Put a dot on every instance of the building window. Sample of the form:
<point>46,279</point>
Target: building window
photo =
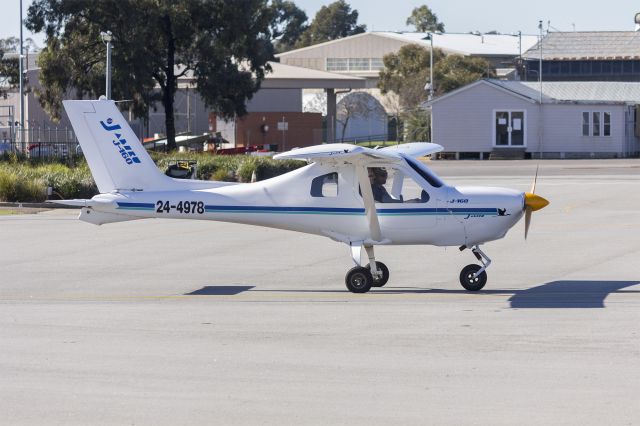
<point>359,64</point>
<point>354,64</point>
<point>585,124</point>
<point>596,124</point>
<point>337,64</point>
<point>600,124</point>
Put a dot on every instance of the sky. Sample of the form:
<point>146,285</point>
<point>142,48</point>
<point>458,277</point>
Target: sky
<point>505,16</point>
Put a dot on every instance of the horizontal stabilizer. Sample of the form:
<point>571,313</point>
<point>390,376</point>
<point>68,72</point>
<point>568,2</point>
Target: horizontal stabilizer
<point>100,218</point>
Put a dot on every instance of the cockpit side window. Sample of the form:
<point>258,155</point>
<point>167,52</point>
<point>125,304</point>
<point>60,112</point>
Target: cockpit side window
<point>391,185</point>
<point>325,185</point>
<point>426,174</point>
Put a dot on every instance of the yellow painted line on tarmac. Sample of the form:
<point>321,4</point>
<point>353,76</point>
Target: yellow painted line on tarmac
<point>391,293</point>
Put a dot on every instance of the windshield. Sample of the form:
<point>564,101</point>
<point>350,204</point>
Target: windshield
<point>423,171</point>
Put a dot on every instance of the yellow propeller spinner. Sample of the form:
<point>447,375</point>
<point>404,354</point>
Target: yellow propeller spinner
<point>532,203</point>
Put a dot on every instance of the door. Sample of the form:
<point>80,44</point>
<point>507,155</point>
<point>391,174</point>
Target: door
<point>509,128</point>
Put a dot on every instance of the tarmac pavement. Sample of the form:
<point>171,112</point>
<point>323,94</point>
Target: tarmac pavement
<point>161,322</point>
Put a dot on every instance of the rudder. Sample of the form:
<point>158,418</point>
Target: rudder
<point>117,159</point>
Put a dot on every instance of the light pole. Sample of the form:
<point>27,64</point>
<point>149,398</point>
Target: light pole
<point>107,38</point>
<point>540,63</point>
<point>21,78</point>
<point>431,67</point>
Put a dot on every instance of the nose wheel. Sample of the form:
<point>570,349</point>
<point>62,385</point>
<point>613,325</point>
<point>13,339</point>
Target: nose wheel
<point>361,278</point>
<point>382,275</point>
<point>473,277</point>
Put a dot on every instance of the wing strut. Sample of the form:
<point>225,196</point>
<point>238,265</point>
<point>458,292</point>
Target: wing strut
<point>369,202</point>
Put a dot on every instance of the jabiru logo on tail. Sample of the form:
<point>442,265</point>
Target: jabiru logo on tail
<point>120,143</point>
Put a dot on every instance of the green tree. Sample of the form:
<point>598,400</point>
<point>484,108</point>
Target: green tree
<point>417,124</point>
<point>287,25</point>
<point>406,73</point>
<point>334,21</point>
<point>424,20</point>
<point>224,45</point>
<point>454,71</point>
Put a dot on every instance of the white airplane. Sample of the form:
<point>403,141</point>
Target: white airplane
<point>355,195</point>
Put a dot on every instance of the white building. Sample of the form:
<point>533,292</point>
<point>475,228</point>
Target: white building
<point>361,56</point>
<point>514,119</point>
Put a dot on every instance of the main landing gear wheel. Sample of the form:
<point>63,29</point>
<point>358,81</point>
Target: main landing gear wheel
<point>359,280</point>
<point>468,280</point>
<point>382,280</point>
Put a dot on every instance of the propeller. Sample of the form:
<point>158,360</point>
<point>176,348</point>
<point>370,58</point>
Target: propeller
<point>532,203</point>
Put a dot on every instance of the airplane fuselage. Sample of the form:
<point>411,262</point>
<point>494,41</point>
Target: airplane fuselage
<point>452,216</point>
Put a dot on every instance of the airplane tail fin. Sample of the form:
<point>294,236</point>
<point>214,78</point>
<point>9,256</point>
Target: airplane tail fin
<point>117,159</point>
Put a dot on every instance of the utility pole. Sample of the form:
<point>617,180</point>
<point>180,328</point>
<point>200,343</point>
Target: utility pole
<point>107,38</point>
<point>21,78</point>
<point>431,67</point>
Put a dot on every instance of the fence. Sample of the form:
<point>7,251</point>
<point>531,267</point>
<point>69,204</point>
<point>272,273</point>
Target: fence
<point>42,142</point>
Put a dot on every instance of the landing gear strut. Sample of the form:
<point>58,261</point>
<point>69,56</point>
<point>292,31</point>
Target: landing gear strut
<point>360,279</point>
<point>473,277</point>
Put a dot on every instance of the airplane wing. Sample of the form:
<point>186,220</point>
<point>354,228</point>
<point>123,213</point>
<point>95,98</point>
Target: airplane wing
<point>349,152</point>
<point>360,157</point>
<point>413,149</point>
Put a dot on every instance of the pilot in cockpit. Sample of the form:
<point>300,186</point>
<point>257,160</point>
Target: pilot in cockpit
<point>378,178</point>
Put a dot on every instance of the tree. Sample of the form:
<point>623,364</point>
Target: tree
<point>334,21</point>
<point>455,71</point>
<point>406,73</point>
<point>418,125</point>
<point>224,45</point>
<point>425,20</point>
<point>287,25</point>
<point>354,105</point>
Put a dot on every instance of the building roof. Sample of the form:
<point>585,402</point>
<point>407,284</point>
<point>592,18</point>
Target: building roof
<point>587,45</point>
<point>558,92</point>
<point>290,77</point>
<point>463,44</point>
<point>576,91</point>
<point>471,44</point>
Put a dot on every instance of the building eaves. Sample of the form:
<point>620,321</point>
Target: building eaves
<point>587,45</point>
<point>491,83</point>
<point>326,43</point>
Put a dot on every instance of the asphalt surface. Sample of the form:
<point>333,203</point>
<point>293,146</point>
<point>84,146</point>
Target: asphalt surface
<point>161,322</point>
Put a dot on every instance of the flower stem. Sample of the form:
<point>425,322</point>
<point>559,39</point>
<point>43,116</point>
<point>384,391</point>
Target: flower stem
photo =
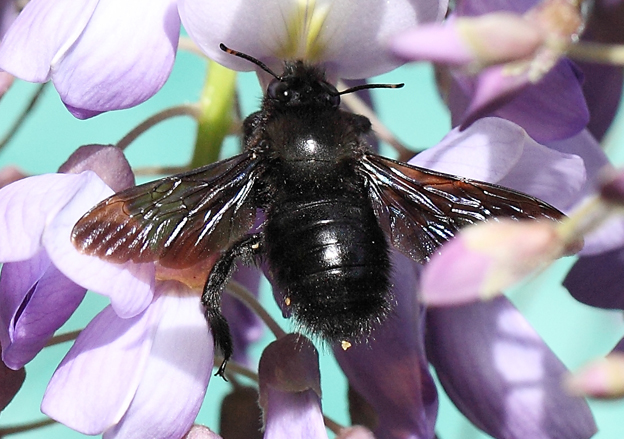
<point>237,290</point>
<point>180,110</point>
<point>216,104</point>
<point>597,52</point>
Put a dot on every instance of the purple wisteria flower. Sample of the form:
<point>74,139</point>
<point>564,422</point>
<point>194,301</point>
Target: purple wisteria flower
<point>8,12</point>
<point>471,346</point>
<point>139,377</point>
<point>111,381</point>
<point>94,53</point>
<point>290,389</point>
<point>44,278</point>
<point>520,75</point>
<point>100,60</point>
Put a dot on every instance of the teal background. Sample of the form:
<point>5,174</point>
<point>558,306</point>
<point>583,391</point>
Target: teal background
<point>415,113</point>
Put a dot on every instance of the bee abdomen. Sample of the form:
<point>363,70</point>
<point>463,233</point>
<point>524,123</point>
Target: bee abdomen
<point>330,257</point>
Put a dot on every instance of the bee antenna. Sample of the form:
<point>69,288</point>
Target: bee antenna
<point>250,58</point>
<point>367,86</point>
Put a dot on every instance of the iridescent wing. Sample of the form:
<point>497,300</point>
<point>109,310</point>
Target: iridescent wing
<point>421,209</point>
<point>178,220</point>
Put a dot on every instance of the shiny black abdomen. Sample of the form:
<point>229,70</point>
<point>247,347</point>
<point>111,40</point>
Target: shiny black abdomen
<point>330,258</point>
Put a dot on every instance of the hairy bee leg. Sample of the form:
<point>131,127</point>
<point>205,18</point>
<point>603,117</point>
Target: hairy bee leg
<point>246,249</point>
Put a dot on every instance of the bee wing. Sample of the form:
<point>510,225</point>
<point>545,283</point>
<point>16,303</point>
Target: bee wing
<point>177,220</point>
<point>421,209</point>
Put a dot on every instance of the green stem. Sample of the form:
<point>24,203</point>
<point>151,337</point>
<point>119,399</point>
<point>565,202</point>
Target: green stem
<point>216,103</point>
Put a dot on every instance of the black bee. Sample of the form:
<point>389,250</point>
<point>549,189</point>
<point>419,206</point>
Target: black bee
<point>332,208</point>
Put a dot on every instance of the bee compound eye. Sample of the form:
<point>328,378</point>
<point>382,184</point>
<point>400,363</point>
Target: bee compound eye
<point>279,90</point>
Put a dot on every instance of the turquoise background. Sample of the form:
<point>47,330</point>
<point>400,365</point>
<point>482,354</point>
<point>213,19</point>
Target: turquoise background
<point>575,332</point>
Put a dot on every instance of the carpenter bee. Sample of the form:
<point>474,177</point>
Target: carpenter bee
<point>332,211</point>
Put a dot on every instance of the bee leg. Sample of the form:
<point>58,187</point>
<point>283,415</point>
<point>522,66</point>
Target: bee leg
<point>220,274</point>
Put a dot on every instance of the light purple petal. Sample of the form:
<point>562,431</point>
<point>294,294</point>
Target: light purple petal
<point>552,109</point>
<point>352,42</point>
<point>10,383</point>
<point>35,301</point>
<point>41,35</point>
<point>109,279</point>
<point>115,64</point>
<point>498,151</point>
<point>176,376</point>
<point>390,371</point>
<point>8,13</point>
<point>245,325</point>
<point>107,161</point>
<point>501,375</point>
<point>603,92</point>
<point>97,380</point>
<point>289,381</point>
<point>28,205</point>
<point>471,43</point>
<point>294,415</point>
<point>597,280</point>
<point>439,43</point>
<point>201,432</point>
<point>610,235</point>
<point>471,7</point>
<point>6,81</point>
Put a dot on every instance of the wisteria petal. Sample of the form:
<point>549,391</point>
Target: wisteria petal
<point>439,43</point>
<point>177,373</point>
<point>319,31</point>
<point>245,326</point>
<point>597,280</point>
<point>486,258</point>
<point>93,273</point>
<point>28,205</point>
<point>97,380</point>
<point>35,301</point>
<point>294,415</point>
<point>610,235</point>
<point>41,35</point>
<point>501,375</point>
<point>471,43</point>
<point>391,371</point>
<point>602,378</point>
<point>107,161</point>
<point>498,151</point>
<point>552,109</point>
<point>201,432</point>
<point>8,13</point>
<point>470,7</point>
<point>603,92</point>
<point>10,383</point>
<point>290,389</point>
<point>131,65</point>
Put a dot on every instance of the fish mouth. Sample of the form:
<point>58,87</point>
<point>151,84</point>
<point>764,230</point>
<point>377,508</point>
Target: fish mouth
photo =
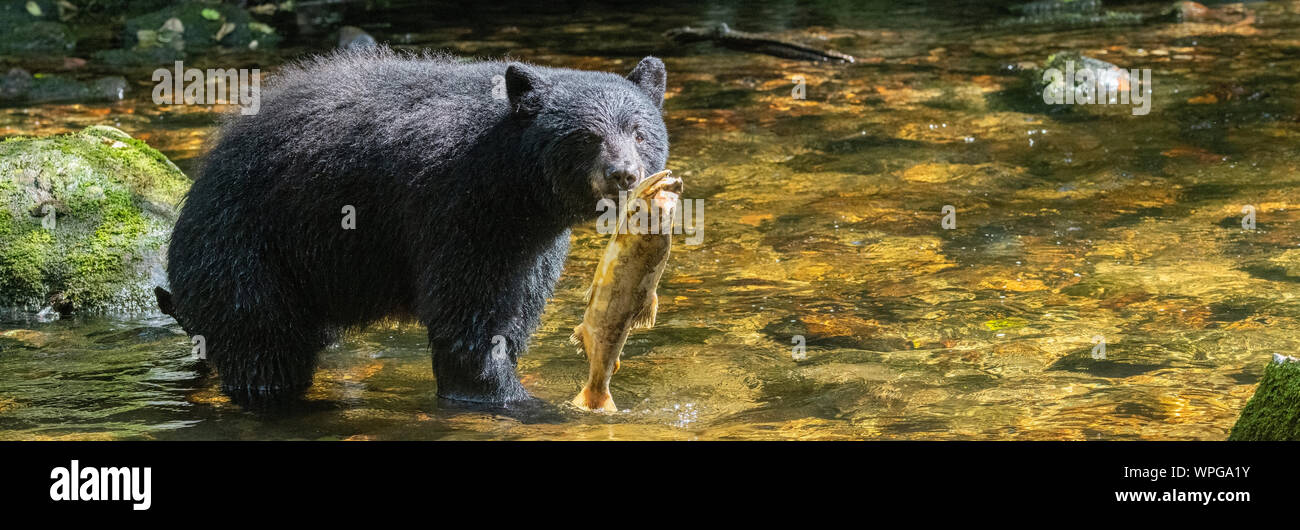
<point>657,183</point>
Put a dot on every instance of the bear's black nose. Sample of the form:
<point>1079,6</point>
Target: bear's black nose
<point>624,177</point>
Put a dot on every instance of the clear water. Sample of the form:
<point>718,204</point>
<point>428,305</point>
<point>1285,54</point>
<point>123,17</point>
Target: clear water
<point>823,221</point>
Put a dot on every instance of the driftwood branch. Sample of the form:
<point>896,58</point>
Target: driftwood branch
<point>754,43</point>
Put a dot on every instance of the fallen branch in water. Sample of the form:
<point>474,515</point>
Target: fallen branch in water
<point>754,43</point>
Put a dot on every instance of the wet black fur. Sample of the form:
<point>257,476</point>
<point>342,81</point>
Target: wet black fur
<point>463,211</point>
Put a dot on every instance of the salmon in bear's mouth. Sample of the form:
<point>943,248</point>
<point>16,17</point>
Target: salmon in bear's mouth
<point>623,296</point>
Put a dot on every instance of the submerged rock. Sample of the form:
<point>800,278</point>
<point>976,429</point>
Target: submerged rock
<point>83,221</point>
<point>21,87</point>
<point>39,37</point>
<point>198,26</point>
<point>1273,413</point>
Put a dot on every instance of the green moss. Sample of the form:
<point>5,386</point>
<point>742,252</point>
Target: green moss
<point>22,261</point>
<point>1273,413</point>
<point>105,247</point>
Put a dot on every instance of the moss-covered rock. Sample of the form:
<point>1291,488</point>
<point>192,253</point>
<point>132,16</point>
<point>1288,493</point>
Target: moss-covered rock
<point>83,221</point>
<point>1273,413</point>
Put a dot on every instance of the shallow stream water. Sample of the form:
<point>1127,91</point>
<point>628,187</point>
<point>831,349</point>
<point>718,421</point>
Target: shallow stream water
<point>823,221</point>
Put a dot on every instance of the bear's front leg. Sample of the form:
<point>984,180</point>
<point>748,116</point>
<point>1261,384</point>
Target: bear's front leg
<point>481,369</point>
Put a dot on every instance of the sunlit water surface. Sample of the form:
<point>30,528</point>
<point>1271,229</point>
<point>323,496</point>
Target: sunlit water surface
<point>822,220</point>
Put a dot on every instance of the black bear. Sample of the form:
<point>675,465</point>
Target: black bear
<point>375,183</point>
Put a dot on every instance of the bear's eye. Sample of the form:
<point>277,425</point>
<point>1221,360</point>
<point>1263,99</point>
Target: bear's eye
<point>586,138</point>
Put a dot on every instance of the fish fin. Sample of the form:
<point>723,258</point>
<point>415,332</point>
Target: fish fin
<point>576,338</point>
<point>645,318</point>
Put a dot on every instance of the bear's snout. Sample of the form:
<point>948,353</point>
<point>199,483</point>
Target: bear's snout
<point>623,176</point>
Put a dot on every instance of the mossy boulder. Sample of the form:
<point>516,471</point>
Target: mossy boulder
<point>1273,413</point>
<point>85,220</point>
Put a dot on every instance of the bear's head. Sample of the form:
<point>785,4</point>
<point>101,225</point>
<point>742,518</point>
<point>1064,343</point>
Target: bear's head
<point>596,133</point>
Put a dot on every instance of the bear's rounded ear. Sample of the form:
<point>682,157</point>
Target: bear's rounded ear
<point>651,78</point>
<point>524,88</point>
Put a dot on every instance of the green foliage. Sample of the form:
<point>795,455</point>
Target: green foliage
<point>104,244</point>
<point>1273,413</point>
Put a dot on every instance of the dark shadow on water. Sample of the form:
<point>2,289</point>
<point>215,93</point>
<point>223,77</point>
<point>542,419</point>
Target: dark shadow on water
<point>528,412</point>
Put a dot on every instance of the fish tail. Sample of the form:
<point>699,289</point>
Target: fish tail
<point>645,318</point>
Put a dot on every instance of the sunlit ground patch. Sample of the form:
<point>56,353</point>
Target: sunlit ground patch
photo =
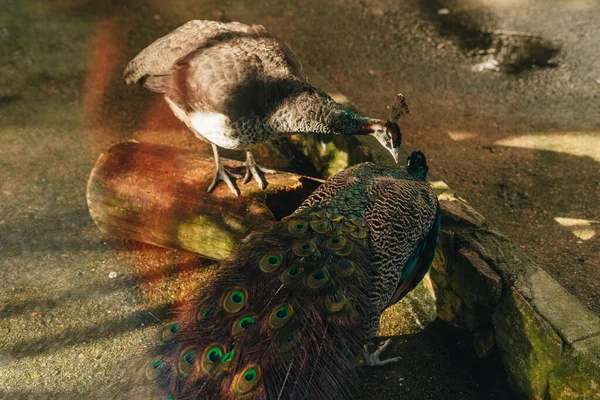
<point>574,143</point>
<point>582,228</point>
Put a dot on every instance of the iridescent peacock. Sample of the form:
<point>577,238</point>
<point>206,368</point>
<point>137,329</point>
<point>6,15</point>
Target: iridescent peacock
<point>289,314</point>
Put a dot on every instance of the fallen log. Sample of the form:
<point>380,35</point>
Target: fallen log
<point>157,194</point>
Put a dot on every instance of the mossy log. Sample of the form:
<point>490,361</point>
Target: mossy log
<point>158,195</point>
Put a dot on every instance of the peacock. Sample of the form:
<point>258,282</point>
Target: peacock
<point>289,314</point>
<point>235,86</point>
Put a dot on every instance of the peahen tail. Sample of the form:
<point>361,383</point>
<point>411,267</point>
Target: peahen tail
<point>281,318</point>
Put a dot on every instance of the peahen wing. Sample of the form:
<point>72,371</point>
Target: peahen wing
<point>159,57</point>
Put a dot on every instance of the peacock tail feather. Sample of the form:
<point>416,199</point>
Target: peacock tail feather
<point>288,314</point>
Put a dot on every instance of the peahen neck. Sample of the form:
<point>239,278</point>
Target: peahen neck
<point>312,111</point>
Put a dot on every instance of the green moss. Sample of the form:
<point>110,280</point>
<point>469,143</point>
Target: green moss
<point>529,346</point>
<point>207,237</point>
<point>578,374</point>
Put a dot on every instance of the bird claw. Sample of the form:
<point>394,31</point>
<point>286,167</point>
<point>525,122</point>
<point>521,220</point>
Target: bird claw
<point>372,359</point>
<point>221,174</point>
<point>253,170</point>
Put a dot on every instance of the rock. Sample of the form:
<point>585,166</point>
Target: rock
<point>475,281</point>
<point>564,312</point>
<point>529,347</point>
<point>578,374</point>
<point>484,342</point>
<point>449,306</point>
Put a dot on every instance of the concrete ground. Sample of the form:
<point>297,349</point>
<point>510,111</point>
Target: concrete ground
<point>523,149</point>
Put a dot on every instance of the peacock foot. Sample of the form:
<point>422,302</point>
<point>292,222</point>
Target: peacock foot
<point>221,174</point>
<point>256,172</point>
<point>372,359</point>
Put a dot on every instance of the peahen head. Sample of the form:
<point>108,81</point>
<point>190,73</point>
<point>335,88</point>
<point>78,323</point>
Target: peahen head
<point>416,165</point>
<point>388,135</point>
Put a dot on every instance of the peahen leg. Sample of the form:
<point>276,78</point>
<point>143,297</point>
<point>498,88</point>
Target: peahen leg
<point>221,174</point>
<point>253,170</point>
<point>372,359</point>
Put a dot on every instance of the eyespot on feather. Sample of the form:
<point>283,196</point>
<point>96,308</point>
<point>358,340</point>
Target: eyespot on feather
<point>187,360</point>
<point>235,300</point>
<point>211,357</point>
<point>291,274</point>
<point>243,323</point>
<point>297,227</point>
<point>359,233</point>
<point>204,314</point>
<point>170,330</point>
<point>154,369</point>
<point>247,379</point>
<point>335,302</point>
<point>317,279</point>
<point>346,250</point>
<point>270,262</point>
<point>303,248</point>
<point>335,243</point>
<point>346,268</point>
<point>320,225</point>
<point>334,215</point>
<point>280,316</point>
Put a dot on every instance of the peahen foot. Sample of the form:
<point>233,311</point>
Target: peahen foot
<point>221,174</point>
<point>372,359</point>
<point>253,170</point>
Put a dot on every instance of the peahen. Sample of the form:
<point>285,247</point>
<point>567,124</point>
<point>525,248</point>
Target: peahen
<point>235,86</point>
<point>288,316</point>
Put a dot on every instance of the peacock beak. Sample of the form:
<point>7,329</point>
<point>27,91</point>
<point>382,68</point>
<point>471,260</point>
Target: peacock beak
<point>395,153</point>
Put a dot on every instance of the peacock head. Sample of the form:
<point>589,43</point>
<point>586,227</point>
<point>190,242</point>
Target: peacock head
<point>416,165</point>
<point>388,134</point>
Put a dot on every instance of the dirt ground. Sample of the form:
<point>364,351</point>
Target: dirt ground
<point>521,144</point>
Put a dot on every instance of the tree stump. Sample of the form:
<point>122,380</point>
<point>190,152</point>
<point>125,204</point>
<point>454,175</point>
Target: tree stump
<point>158,195</point>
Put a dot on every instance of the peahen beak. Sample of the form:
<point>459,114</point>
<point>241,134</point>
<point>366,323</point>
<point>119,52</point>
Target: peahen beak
<point>395,153</point>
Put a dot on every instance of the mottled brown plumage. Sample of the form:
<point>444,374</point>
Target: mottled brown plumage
<point>288,315</point>
<point>236,86</point>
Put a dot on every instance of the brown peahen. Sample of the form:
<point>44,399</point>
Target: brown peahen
<point>236,86</point>
<point>288,315</point>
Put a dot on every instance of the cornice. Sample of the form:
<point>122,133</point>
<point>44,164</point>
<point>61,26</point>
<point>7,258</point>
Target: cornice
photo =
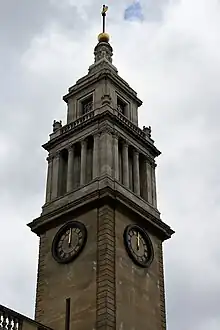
------------------------------------------------------------
• **Work instructions**
Beginning at the line above with "<point>63,29</point>" and finishing at the line with "Put a dot on every instance of the building roof.", return each line exactly and return nothing else.

• **Worked solution**
<point>63,29</point>
<point>358,81</point>
Target: main landing gear wheel
<point>359,280</point>
<point>468,280</point>
<point>382,280</point>
Put a dot on every instance of the propeller. Sample of the form:
<point>158,360</point>
<point>176,348</point>
<point>370,58</point>
Target: propeller
<point>532,203</point>
Put a dot on every instance of the airplane fuselage. Sample of the form:
<point>411,262</point>
<point>494,41</point>
Target: airplane fuselage
<point>452,216</point>
Put a dot on every instance of the airplane tail fin. Sample of the form:
<point>294,236</point>
<point>214,78</point>
<point>9,256</point>
Target: airplane tail fin
<point>117,159</point>
Put a dot on every instance of the utility pole. Sample of the form:
<point>617,180</point>
<point>180,328</point>
<point>200,343</point>
Target: utility pole
<point>107,38</point>
<point>21,78</point>
<point>431,67</point>
Put a dot on every instance of the fence. Sample of the form:
<point>7,251</point>
<point>531,267</point>
<point>69,204</point>
<point>272,273</point>
Target: fence
<point>42,142</point>
Put a dot on every instance of the landing gear strut. Sample of the form:
<point>58,261</point>
<point>69,56</point>
<point>292,31</point>
Target: landing gear strut
<point>360,279</point>
<point>473,277</point>
Put a dot on every instance of the airplane wing. Sample of the form:
<point>186,220</point>
<point>354,228</point>
<point>123,213</point>
<point>95,98</point>
Target: airplane wing
<point>349,152</point>
<point>360,157</point>
<point>413,149</point>
Put a dot on every instance of the pilot in cockpit. Sample of the form:
<point>300,186</point>
<point>257,160</point>
Target: pilot in cockpit
<point>378,178</point>
Put a dot on every instance of the tree. Sample of the form:
<point>623,364</point>
Target: tree
<point>334,21</point>
<point>455,71</point>
<point>406,73</point>
<point>418,125</point>
<point>224,45</point>
<point>425,20</point>
<point>287,25</point>
<point>354,105</point>
Put a dot on every instance of the building roof. Sample of the form:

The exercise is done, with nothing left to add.